Task description
Find the line that contains "the dark rock", then repeat it and each line after it to the end of the records, exactly.

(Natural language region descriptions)
··········

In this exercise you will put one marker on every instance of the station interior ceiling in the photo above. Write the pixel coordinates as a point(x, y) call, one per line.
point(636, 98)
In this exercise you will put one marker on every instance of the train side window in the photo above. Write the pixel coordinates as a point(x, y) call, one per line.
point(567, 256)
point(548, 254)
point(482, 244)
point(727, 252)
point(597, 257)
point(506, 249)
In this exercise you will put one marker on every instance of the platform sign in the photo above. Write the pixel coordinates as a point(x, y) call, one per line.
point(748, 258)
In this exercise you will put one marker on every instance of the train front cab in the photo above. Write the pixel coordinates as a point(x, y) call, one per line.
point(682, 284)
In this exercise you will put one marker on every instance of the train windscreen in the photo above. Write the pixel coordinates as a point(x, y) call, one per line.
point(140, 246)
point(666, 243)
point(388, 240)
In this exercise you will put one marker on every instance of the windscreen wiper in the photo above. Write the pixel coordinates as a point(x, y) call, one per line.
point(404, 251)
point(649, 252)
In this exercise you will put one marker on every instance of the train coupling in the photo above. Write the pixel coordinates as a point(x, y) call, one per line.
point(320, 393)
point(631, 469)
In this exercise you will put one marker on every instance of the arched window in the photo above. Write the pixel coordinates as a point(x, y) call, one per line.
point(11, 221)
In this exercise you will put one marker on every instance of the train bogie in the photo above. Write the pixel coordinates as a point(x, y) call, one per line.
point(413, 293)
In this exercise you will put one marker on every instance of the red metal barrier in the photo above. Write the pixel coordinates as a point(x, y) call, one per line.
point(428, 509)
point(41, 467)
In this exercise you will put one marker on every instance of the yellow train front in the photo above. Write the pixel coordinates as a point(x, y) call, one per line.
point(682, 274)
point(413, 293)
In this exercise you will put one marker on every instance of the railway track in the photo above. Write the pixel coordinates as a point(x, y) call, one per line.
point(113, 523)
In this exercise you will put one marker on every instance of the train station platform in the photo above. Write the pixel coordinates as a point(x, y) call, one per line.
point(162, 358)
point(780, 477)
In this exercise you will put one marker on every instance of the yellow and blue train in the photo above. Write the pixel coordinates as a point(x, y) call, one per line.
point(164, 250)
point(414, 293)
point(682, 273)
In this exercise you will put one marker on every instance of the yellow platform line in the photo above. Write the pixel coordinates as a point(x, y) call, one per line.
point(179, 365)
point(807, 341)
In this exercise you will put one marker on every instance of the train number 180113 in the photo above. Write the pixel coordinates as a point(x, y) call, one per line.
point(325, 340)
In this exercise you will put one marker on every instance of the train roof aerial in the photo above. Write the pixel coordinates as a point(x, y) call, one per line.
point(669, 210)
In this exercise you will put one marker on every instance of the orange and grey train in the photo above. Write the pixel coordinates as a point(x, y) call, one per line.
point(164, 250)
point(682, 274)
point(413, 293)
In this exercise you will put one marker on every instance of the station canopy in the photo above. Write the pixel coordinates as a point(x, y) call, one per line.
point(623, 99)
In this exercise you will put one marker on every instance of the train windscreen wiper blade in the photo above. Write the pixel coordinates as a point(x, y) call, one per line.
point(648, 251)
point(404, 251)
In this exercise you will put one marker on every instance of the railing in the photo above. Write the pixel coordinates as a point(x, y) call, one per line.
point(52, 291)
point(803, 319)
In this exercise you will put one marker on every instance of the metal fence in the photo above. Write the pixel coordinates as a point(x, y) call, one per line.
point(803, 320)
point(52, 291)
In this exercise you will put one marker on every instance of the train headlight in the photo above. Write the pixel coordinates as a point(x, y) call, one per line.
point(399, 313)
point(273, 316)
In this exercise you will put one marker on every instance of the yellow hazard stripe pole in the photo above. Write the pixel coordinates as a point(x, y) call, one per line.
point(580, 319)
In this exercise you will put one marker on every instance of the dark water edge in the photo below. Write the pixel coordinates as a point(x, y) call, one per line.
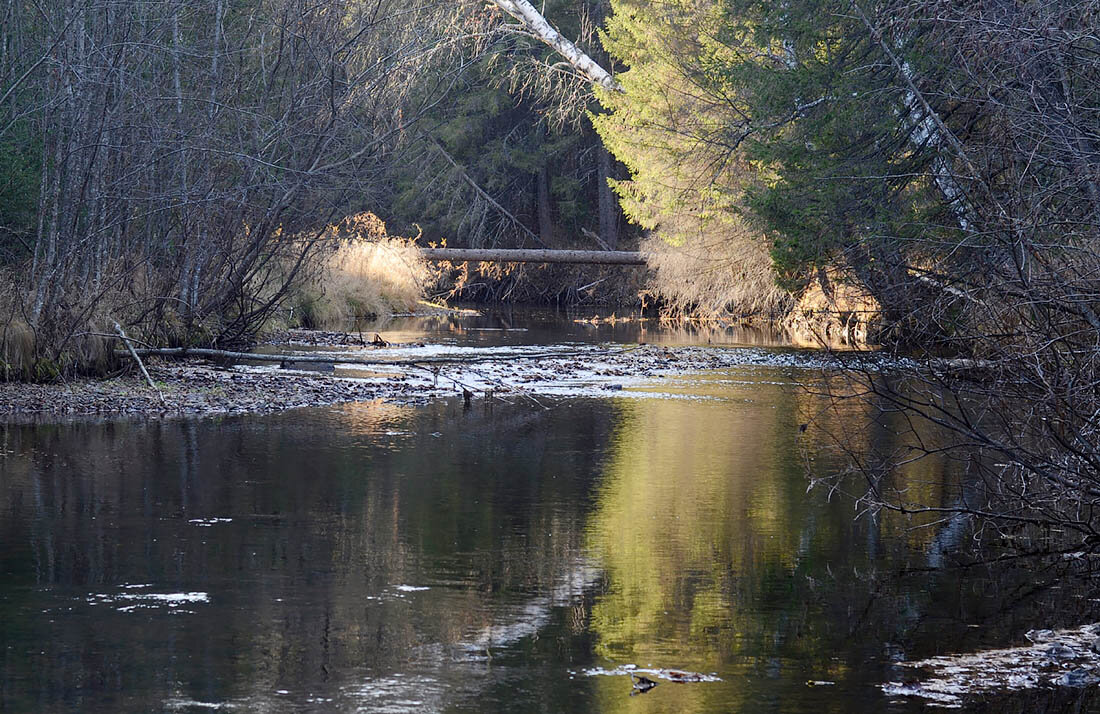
point(381, 558)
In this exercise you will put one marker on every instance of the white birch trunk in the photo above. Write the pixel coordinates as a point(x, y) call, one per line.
point(535, 23)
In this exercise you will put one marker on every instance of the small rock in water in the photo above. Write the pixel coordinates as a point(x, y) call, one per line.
point(641, 684)
point(1079, 678)
point(1038, 635)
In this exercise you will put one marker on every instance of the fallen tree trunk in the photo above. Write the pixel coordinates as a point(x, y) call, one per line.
point(493, 255)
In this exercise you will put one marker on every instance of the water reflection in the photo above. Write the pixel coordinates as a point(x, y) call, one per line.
point(381, 558)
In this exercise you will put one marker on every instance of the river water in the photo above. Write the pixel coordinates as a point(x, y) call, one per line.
point(504, 558)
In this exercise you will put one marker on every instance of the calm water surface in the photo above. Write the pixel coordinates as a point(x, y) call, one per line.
point(377, 558)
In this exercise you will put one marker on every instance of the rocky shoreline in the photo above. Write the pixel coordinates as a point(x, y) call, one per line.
point(406, 373)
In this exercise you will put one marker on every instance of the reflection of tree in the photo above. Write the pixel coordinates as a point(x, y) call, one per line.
point(717, 560)
point(330, 513)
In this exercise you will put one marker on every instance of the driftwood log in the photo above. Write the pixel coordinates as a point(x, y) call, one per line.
point(228, 355)
point(493, 255)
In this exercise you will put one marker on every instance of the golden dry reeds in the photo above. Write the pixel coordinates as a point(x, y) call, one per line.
point(711, 270)
point(362, 273)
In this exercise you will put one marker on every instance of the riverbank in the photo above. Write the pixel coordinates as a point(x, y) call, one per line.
point(409, 373)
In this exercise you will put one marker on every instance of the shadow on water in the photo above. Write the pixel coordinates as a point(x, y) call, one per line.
point(381, 558)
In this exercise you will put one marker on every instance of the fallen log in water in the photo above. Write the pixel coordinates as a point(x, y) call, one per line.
point(493, 255)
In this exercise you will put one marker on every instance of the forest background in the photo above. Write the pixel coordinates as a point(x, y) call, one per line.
point(923, 173)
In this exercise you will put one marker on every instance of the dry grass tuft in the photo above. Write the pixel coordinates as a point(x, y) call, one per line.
point(702, 268)
point(362, 273)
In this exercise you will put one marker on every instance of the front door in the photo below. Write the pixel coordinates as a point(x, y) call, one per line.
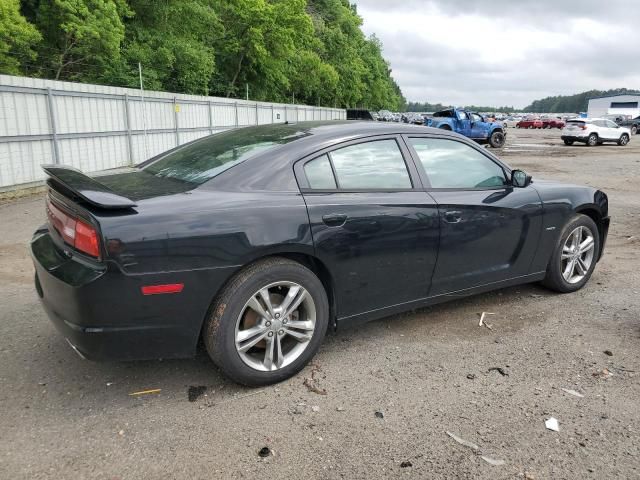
point(479, 127)
point(464, 123)
point(373, 227)
point(489, 230)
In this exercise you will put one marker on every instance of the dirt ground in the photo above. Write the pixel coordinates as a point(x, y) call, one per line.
point(427, 373)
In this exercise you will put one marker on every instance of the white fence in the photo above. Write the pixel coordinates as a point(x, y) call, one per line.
point(95, 127)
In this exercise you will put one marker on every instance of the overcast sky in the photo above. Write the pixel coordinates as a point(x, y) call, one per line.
point(506, 52)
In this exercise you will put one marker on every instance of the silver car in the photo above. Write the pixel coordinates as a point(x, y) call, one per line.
point(594, 131)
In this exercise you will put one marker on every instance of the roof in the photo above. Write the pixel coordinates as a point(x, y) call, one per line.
point(271, 169)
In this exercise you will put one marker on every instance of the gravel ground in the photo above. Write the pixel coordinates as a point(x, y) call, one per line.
point(427, 373)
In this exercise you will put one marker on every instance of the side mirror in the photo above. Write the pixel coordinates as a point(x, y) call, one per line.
point(520, 179)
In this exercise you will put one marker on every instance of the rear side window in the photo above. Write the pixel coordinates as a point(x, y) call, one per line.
point(451, 164)
point(371, 165)
point(319, 174)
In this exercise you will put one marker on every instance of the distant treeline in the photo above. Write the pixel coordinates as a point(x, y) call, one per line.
point(435, 107)
point(572, 103)
point(559, 104)
point(310, 50)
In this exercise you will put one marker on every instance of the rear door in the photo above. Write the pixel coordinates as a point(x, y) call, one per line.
point(489, 230)
point(373, 225)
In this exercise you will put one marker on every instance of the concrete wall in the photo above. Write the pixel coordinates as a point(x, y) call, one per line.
point(95, 127)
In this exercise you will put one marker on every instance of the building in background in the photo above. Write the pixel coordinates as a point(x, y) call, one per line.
point(619, 105)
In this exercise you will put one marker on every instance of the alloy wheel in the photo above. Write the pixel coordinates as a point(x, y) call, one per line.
point(275, 326)
point(577, 255)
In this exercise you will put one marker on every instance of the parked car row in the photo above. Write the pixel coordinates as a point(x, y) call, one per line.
point(540, 123)
point(633, 124)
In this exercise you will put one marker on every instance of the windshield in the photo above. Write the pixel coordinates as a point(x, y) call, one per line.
point(204, 159)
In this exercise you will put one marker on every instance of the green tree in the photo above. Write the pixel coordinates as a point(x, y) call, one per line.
point(173, 40)
point(81, 38)
point(17, 39)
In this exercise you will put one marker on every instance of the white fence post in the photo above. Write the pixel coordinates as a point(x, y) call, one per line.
point(52, 126)
point(127, 122)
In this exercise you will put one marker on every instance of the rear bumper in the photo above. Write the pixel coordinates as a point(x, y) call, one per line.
point(103, 314)
point(574, 138)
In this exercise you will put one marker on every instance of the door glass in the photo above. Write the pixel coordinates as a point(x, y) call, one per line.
point(371, 165)
point(319, 174)
point(451, 164)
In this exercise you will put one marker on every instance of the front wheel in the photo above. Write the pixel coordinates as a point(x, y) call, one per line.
point(267, 323)
point(496, 140)
point(574, 257)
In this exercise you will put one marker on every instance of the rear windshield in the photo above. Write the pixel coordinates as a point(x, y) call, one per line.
point(203, 159)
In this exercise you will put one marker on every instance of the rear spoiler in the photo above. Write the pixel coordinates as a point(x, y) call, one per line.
point(87, 188)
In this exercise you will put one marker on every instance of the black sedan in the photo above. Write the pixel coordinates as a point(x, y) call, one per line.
point(257, 240)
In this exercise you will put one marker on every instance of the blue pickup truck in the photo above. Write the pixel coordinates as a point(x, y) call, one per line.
point(469, 124)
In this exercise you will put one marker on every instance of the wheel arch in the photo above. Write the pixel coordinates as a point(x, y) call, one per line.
point(312, 262)
point(594, 214)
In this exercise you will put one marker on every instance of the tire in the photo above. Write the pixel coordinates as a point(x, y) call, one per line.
point(230, 312)
point(496, 140)
point(555, 278)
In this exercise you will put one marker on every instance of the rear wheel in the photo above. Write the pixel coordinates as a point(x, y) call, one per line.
point(496, 140)
point(574, 257)
point(267, 323)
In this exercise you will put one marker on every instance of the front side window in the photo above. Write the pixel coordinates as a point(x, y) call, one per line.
point(451, 164)
point(372, 165)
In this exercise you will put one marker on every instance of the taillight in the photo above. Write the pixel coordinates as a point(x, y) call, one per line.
point(75, 232)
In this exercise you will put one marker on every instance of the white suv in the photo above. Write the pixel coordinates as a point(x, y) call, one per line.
point(594, 131)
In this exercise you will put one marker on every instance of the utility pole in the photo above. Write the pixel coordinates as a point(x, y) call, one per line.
point(144, 114)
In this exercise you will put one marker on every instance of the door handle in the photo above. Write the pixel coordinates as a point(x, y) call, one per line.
point(334, 219)
point(453, 216)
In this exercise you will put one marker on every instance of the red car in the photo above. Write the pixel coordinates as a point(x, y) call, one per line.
point(552, 123)
point(529, 123)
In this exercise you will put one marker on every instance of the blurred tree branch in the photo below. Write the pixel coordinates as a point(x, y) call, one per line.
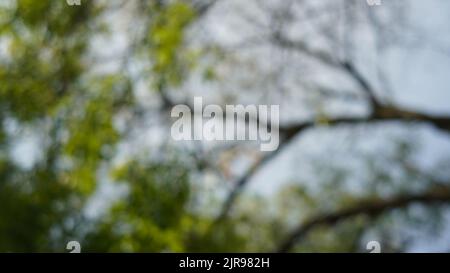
point(371, 208)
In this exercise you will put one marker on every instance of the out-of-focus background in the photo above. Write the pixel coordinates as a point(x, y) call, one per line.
point(85, 148)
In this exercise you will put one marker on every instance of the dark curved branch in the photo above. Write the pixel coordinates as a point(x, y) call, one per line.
point(371, 208)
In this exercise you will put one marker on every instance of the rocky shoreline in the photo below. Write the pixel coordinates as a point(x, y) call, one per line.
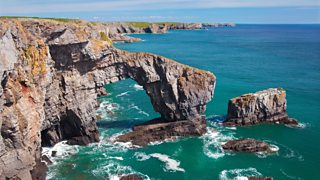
point(51, 75)
point(267, 106)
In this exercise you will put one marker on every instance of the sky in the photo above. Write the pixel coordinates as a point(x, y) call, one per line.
point(230, 11)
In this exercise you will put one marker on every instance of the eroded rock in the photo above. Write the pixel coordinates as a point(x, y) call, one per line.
point(247, 145)
point(160, 130)
point(52, 74)
point(268, 106)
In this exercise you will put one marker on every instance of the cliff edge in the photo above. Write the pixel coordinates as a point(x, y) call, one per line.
point(51, 73)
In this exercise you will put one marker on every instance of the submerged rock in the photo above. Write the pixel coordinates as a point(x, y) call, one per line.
point(259, 178)
point(51, 73)
point(131, 177)
point(247, 145)
point(160, 130)
point(268, 106)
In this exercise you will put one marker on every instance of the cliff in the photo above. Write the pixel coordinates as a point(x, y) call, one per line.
point(51, 73)
point(267, 106)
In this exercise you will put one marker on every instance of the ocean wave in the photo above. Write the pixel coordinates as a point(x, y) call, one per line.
point(289, 176)
point(300, 125)
point(114, 170)
point(123, 94)
point(213, 141)
point(140, 111)
point(140, 156)
point(61, 149)
point(285, 151)
point(137, 87)
point(238, 174)
point(171, 164)
point(107, 109)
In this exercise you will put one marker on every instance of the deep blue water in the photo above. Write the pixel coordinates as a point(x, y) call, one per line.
point(246, 58)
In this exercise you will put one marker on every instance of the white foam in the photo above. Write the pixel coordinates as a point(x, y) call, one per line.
point(106, 108)
point(140, 111)
point(171, 164)
point(231, 128)
point(123, 94)
point(137, 87)
point(62, 150)
point(212, 142)
point(140, 156)
point(274, 148)
point(239, 174)
point(114, 170)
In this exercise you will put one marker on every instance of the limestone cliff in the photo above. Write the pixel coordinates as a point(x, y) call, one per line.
point(268, 106)
point(51, 73)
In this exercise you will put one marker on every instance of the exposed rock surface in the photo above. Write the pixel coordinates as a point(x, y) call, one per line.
point(51, 74)
point(159, 130)
point(247, 145)
point(268, 106)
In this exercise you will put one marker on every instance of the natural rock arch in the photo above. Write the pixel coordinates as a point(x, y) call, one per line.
point(177, 92)
point(51, 73)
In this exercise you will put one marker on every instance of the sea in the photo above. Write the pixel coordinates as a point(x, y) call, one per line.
point(245, 58)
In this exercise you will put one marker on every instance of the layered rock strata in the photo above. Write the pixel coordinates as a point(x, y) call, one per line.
point(267, 106)
point(159, 130)
point(247, 145)
point(51, 74)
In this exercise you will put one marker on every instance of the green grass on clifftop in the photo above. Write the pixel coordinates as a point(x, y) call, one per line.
point(27, 17)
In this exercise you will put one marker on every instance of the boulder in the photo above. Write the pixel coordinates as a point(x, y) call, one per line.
point(247, 145)
point(160, 130)
point(267, 106)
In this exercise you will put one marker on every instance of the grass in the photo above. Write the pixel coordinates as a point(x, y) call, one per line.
point(105, 37)
point(28, 17)
point(148, 24)
point(36, 58)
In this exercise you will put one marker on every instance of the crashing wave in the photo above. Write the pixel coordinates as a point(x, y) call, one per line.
point(171, 165)
point(137, 87)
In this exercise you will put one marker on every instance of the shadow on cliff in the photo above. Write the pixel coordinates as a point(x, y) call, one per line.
point(120, 124)
point(216, 118)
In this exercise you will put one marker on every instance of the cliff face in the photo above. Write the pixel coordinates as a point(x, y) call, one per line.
point(51, 73)
point(268, 106)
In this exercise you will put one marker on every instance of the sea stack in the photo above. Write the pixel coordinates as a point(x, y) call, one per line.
point(247, 145)
point(267, 106)
point(51, 74)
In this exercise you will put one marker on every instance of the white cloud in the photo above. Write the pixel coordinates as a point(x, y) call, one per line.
point(69, 6)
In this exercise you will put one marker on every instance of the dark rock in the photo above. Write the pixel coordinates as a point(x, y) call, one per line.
point(46, 159)
point(268, 106)
point(39, 171)
point(57, 71)
point(247, 145)
point(131, 177)
point(54, 153)
point(160, 130)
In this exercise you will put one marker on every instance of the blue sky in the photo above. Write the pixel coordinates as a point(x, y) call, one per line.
point(236, 11)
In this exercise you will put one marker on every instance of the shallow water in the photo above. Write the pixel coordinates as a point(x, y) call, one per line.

··········

Written response
In this exercise you will put one marker on every instance of the dark rock in the photo above. Write the pixel coordinates as a point(x, y) call, one per line.
point(46, 159)
point(268, 106)
point(39, 171)
point(57, 71)
point(247, 145)
point(131, 177)
point(54, 153)
point(160, 130)
In this exercise you will put one marker on every instance of the blue sky in the photo above. Write the pixel coordinates as a point(x, y) call, one per line.
point(236, 11)
In this exercise you will put one marker on every instance of the shallow water in the photo above. Write the pixel coordinates as a point(x, y) call, one per line.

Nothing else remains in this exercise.